DOCUMENT EXTRACT -
You might say that I am a late bloomer, but actually I am a late in acceptance. My desire to be a girl and my identification as a girl goes back to my earliest childhood memories, with occasional teenage cross dressing. After a psychotic collapse accompanied by suicidal tendencies and self harming in my college years at 19, I recovered enough to have therapy when I was 20. I told the therapist that I wanted to be a girl and that I hated my genitals. This was back in 1967, there was no knowledge then about what it was to be transgender, so the psychiatrist just tried to convince me that it was fine to be a man! I also certainly did not understand myself.
Two year later an amazing thing happened that saved me from a life of despair. I met a women, nine years my senior, that unconditionally accepted and loved me, and that made all the difference! We are still together 48 years later.

EXERCISES TO COMPLETE -
• a. Reproduce the passage of the personal account above from "You might say" up to and including "48 years later.".
• b. Write the next part of the personal account above about late acceptance of a gender identity, beginning after its last sentence.

Stored data entries:
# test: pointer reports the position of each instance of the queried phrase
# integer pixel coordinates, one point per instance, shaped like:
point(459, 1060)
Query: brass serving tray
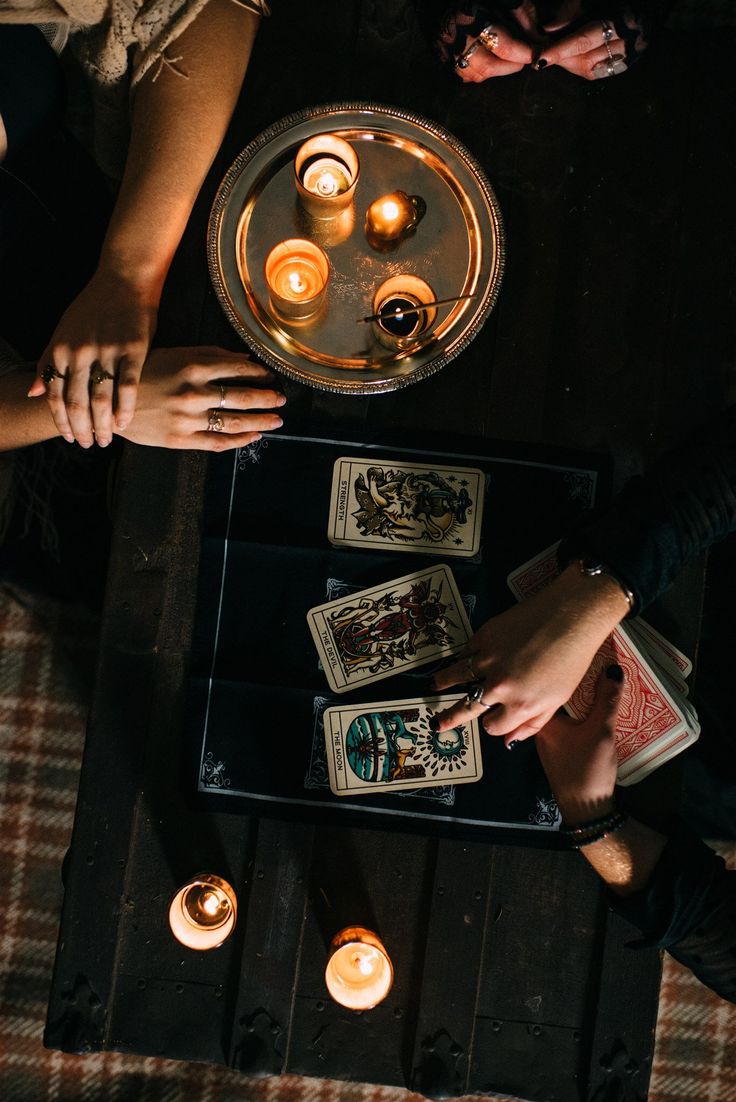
point(457, 248)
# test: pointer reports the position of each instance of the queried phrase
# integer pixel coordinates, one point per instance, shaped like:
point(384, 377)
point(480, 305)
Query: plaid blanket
point(46, 662)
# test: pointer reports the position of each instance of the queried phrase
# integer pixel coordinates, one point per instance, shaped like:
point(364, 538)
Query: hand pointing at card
point(530, 659)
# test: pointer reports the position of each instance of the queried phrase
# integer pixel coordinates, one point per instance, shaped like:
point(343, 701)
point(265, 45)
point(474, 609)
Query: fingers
point(100, 398)
point(129, 374)
point(608, 695)
point(236, 423)
point(462, 712)
point(216, 364)
point(478, 62)
point(582, 42)
point(76, 398)
point(216, 441)
point(245, 398)
point(51, 380)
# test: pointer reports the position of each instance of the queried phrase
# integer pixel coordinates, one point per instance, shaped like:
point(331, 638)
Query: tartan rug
point(46, 663)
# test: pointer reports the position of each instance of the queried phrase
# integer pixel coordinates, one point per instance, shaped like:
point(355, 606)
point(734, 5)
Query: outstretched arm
point(177, 125)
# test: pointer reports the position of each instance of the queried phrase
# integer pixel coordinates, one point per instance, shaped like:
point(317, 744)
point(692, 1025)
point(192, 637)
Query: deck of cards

TASK-BY-TASK OUTPUTS -
• a.
You might say that I am a late bloomer, but actually I am a late in acceptance. My desire to be a girl and my identification as a girl goes back to my earliest childhood memories, with occasional teenage cross dressing. After a psychotic collapse accompanied by suicidal tendencies and self harming in my college years at 19, I recovered enough to have therapy when I was 20. I told the therapist that I wanted to be a girl and that I hated my genitals. This was back in 1967, there was no knowledge then about what it was to be transgender, so the psychiatrist just tried to convince me that it was fine to be a man! I also certainly did not understand myself.
Two year later an amazing thing happened that saved me from a life of despair. I met a women, nine years my senior, that unconditionally accepted and loved me, and that made all the difference! We are still together 48 years later.

• b.
About ten years ago, thanks to the internet, I began to understand who I was and what all those feelings and desires in me that I had hated so much were OK. I began what you might call a slow, but steady transition to living my life as a women about six years ago. I started to buy my own clothes instead of borrowing my wife's, had my ears pierced, joined this forum, came out to my children and siblings, and even spent two months entirely female on holiday in California.
Two months ago I started therapy again after a 50 year break! Very different this time, with the therapist's recommendation I have an appointment with an endocrinologist on November 20 to begin HRT.
It is like a childhood dream come true.